==== Data lines

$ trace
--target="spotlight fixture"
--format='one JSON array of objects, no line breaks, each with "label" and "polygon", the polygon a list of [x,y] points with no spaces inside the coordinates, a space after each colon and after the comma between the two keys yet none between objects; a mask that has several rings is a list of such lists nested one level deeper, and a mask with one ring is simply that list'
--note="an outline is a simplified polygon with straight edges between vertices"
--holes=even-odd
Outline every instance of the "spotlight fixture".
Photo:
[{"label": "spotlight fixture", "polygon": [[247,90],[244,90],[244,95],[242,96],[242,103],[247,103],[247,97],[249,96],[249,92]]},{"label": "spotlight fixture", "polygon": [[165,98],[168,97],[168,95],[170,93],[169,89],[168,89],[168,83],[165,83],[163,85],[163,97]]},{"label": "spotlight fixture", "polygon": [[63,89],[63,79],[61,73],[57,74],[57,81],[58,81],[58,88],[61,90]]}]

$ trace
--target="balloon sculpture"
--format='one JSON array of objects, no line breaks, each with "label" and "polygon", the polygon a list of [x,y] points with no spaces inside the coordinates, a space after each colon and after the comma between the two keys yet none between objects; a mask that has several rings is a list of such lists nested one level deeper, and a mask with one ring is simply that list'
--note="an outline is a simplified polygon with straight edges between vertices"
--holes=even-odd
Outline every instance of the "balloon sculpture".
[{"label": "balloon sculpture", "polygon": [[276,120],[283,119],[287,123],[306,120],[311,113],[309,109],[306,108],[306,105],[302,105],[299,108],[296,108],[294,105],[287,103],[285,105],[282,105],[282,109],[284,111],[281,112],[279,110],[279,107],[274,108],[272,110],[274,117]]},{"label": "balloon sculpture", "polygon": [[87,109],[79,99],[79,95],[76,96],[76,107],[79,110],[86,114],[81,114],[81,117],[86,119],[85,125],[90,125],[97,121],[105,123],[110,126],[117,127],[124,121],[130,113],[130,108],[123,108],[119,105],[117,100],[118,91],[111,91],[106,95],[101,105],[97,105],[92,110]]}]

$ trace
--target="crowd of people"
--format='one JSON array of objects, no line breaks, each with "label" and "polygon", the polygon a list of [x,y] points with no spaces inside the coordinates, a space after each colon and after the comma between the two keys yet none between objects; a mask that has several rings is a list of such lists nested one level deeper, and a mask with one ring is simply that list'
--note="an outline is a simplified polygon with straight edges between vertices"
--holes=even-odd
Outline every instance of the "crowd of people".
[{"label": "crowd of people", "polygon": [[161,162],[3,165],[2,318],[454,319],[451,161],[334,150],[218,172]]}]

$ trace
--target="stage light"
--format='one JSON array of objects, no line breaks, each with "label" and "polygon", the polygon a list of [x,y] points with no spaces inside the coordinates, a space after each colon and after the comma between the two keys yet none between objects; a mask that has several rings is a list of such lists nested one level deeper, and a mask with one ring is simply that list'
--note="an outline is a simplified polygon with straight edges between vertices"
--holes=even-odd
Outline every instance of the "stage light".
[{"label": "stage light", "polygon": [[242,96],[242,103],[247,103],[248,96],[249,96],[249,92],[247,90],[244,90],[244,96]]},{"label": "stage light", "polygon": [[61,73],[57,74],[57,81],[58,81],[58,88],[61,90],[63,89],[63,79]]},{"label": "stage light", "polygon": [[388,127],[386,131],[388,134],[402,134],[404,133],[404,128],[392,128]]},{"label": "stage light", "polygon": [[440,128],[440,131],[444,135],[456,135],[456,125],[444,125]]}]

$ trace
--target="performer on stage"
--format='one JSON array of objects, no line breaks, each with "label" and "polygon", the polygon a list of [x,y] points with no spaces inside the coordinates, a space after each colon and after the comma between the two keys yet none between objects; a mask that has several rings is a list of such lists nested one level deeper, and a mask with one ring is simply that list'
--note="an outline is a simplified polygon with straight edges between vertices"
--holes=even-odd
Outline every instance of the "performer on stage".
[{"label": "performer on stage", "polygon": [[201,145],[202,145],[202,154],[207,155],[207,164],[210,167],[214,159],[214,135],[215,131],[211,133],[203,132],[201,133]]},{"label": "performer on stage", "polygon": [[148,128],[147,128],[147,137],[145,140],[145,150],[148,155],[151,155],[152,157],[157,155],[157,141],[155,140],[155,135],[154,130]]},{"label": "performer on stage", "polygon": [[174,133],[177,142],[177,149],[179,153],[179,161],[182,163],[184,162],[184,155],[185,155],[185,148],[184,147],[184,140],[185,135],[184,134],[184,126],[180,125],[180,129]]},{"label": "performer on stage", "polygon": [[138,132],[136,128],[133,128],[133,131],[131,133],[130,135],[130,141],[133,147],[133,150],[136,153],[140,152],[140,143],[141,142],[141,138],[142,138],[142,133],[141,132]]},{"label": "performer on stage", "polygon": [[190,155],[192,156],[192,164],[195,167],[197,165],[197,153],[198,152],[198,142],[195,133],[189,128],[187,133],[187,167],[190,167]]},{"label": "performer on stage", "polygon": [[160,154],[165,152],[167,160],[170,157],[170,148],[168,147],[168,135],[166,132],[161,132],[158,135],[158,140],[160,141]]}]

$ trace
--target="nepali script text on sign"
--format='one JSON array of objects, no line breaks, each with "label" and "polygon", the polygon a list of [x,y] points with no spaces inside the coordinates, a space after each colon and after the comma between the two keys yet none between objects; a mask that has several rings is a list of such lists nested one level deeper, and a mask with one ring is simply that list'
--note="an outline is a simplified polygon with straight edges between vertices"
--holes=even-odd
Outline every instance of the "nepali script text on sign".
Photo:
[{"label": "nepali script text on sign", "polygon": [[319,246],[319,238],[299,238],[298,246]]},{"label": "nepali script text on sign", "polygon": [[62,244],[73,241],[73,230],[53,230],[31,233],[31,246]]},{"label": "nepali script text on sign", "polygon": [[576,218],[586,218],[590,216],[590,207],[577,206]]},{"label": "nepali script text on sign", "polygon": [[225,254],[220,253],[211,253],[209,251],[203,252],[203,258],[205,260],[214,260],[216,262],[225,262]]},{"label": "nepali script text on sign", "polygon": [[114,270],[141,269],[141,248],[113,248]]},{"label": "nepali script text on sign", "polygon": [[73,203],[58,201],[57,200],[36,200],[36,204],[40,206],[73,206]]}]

========

Problem details:
Reproduce all of the entries word for word.

Exercise answer:
$ trace
--target="spotlight fixture"
--format='one JSON array of objects, no line breaks, each with "label" and "polygon", the polygon a list of [x,y] points with no spaces inside the coordinates, a space after each colon and after the comma between the two keys yet none between objects; a mask that has several rings is a list of such lists nested one level deeper, and a mask with one ring is simply that list'
--note="an outline is a simplified polygon with straight edges between vertices"
--holes=even-odd
Outline every instance of the "spotlight fixture".
Photo:
[{"label": "spotlight fixture", "polygon": [[247,90],[244,90],[244,95],[242,96],[242,103],[247,103],[247,97],[249,96],[249,92]]},{"label": "spotlight fixture", "polygon": [[165,98],[168,97],[168,95],[170,93],[169,89],[168,89],[168,83],[165,83],[163,85],[163,97]]},{"label": "spotlight fixture", "polygon": [[63,89],[63,79],[61,73],[57,74],[57,81],[58,81],[58,88],[61,90]]}]

$ trace
--target="balloon sculpture"
--format='one JSON array of objects, no line breaks, each with "label" and "polygon", the polygon a list of [x,y] points with no spaces inside the coordinates, a space after each colon and after the comma between the two keys yet none between objects; a mask that has several rings is a list of such lists nested one level deeper, and a mask with one ring is simply that list'
--note="an outline is a simplified polygon with straight edges between vertices"
--holes=even-odd
Outline every instance of the "balloon sculpture".
[{"label": "balloon sculpture", "polygon": [[276,120],[283,119],[287,123],[306,120],[311,113],[309,109],[306,108],[306,105],[302,105],[299,108],[296,108],[294,105],[287,103],[285,105],[282,105],[282,109],[284,111],[281,112],[279,110],[279,107],[274,108],[272,110],[274,117]]},{"label": "balloon sculpture", "polygon": [[87,109],[79,99],[79,95],[76,96],[76,107],[79,110],[86,114],[81,114],[81,117],[86,119],[85,125],[90,125],[97,121],[105,123],[110,126],[117,127],[124,121],[130,113],[130,108],[123,108],[119,105],[117,100],[118,91],[111,91],[106,95],[101,105],[97,105],[92,110]]}]

$ trace
--target="crowd of people"
--format='one JSON array of objects, no line breaks, each with "label" and "polygon", the polygon a list of [x,y] points with no spaces inside the coordinates, a space after each colon and after the comma between the two keys yet none between objects; a mask that has several rings is a list of such lists nested one level deeper, and a mask with one ring is simply that list'
--note="an outline is a simplified polygon with straight edges between vertices"
--holes=even-odd
Outline every instance of the "crowd of people".
[{"label": "crowd of people", "polygon": [[161,162],[3,165],[2,318],[454,319],[451,161],[334,150],[218,172]]}]

$ trace
--target="stage light"
--format='one JSON array of objects, no line breaks, each with "label" and "polygon", the polygon a list of [x,y] points with no spaces inside the coordinates, a space after each colon and after the comma between the two keys yet none between objects; a mask that has several rings is a list of such lists nested one level deeper, and a mask with one ring is simply that list'
--note="an outline is a simplified polygon with straight edges between vertices"
--holes=even-odd
Outline every instance of the "stage light".
[{"label": "stage light", "polygon": [[242,96],[242,103],[247,103],[248,96],[249,96],[249,92],[247,90],[244,90],[244,96]]},{"label": "stage light", "polygon": [[61,73],[57,74],[57,81],[58,81],[58,88],[61,90],[63,89],[63,79]]},{"label": "stage light", "polygon": [[388,127],[386,131],[388,134],[402,134],[404,133],[404,128],[392,128]]},{"label": "stage light", "polygon": [[440,128],[440,131],[444,135],[456,135],[456,125],[444,125]]}]

$ trace
--target="performer on stage"
--format='one JSON array of objects, no line breaks, each with "label" and "polygon", the polygon a list of [x,y] points with no spaces inside the coordinates, a space after each colon and after the comma between the two keys yet none between objects; a mask that has several rings is a list of such lists nested one level deeper, and a mask with one ring is simply that list'
--note="an outline is a simplified polygon with straight edges between vertices"
--holes=even-odd
Outline every instance of the "performer on stage".
[{"label": "performer on stage", "polygon": [[201,145],[202,145],[202,154],[207,155],[207,164],[210,167],[214,159],[214,135],[215,131],[211,133],[203,132],[201,133]]},{"label": "performer on stage", "polygon": [[148,128],[147,128],[147,137],[145,140],[145,150],[148,155],[151,155],[152,157],[157,155],[157,141],[155,140],[155,135],[154,130]]},{"label": "performer on stage", "polygon": [[174,133],[177,142],[177,149],[179,153],[179,161],[182,163],[184,162],[184,155],[185,155],[185,148],[184,147],[184,140],[185,135],[184,134],[184,126],[180,125],[180,129]]},{"label": "performer on stage", "polygon": [[138,132],[136,128],[133,128],[133,131],[131,133],[130,135],[130,141],[133,147],[133,150],[136,153],[140,152],[140,143],[141,142],[141,138],[142,138],[142,133],[141,132]]},{"label": "performer on stage", "polygon": [[190,155],[192,156],[192,164],[195,167],[197,165],[197,153],[198,152],[198,142],[195,133],[189,128],[187,133],[187,167],[190,167]]},{"label": "performer on stage", "polygon": [[160,154],[165,152],[167,160],[170,157],[170,148],[168,147],[168,135],[166,132],[161,132],[158,135],[158,140],[160,141]]}]

$ trace
--target="nepali script text on sign"
--format='one JSON array of objects, no line breaks, each with "label" and "polygon", the polygon a list of [x,y] points with no spaces inside the coordinates, a space after each colon and after the comma between the two keys yet none between objects; a mask that has several rings is a list of such lists nested one level deeper, and a mask with one ring is simply that list'
--note="an outline is a simplified polygon with straight edges between vertices"
--holes=even-odd
Outline every instance of the "nepali script text on sign".
Photo:
[{"label": "nepali script text on sign", "polygon": [[319,246],[319,238],[299,238],[298,246]]},{"label": "nepali script text on sign", "polygon": [[62,244],[73,241],[73,230],[53,230],[31,233],[31,246]]},{"label": "nepali script text on sign", "polygon": [[576,218],[586,218],[590,216],[590,207],[577,206]]},{"label": "nepali script text on sign", "polygon": [[225,254],[220,253],[211,253],[209,251],[203,252],[203,258],[205,260],[214,260],[216,262],[225,262]]},{"label": "nepali script text on sign", "polygon": [[114,270],[141,269],[141,248],[113,248]]},{"label": "nepali script text on sign", "polygon": [[73,203],[58,201],[57,200],[36,200],[36,204],[40,206],[73,206]]}]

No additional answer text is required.